== Segment start ==

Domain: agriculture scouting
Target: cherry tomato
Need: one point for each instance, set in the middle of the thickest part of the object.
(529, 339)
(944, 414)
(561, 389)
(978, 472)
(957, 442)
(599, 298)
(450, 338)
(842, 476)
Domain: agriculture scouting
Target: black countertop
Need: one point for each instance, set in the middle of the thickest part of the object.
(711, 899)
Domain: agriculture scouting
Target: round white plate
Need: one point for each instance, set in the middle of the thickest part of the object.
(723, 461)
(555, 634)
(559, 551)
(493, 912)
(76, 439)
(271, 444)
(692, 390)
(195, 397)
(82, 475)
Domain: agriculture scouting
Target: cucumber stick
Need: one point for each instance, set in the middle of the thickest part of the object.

== Segment end ==
== Segment start ==

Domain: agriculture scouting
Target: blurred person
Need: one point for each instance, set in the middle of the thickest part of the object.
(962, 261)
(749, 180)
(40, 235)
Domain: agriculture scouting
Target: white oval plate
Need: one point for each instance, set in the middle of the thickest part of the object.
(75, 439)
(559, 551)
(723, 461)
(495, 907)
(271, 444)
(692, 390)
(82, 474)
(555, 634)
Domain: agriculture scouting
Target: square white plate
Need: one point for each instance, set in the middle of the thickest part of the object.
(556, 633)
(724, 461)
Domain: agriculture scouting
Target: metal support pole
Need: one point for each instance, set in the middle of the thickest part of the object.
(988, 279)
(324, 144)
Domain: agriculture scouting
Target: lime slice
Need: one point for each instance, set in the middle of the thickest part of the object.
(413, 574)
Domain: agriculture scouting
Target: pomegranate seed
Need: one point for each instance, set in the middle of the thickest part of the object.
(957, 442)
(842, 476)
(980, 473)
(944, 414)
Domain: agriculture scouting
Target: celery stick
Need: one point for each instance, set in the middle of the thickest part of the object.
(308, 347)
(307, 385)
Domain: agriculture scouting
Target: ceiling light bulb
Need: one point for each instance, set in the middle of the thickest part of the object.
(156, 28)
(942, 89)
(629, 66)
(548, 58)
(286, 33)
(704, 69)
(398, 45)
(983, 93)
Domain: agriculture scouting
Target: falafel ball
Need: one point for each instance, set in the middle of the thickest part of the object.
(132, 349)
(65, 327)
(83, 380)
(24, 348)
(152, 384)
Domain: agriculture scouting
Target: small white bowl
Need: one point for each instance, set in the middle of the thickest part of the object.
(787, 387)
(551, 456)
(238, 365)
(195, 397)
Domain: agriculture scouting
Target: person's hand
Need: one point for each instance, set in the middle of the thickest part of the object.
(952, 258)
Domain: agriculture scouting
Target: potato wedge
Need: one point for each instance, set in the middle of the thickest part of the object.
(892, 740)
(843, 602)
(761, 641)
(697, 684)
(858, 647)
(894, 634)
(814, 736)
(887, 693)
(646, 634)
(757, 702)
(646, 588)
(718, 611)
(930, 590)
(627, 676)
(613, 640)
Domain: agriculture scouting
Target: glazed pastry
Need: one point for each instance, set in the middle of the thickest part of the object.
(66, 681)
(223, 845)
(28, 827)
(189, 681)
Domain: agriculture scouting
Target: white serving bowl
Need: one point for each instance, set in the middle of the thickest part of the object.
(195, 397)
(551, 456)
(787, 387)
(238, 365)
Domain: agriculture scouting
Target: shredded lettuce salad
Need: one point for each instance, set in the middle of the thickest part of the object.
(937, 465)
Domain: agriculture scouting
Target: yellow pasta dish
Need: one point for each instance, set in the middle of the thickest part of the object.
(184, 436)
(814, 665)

== Segment end ==

§ **Problem to solve**:
For the word "stick", find every line in the data that holds it and copy that line.

§ **Completed exercise**:
Target: cucumber stick
Target: celery stick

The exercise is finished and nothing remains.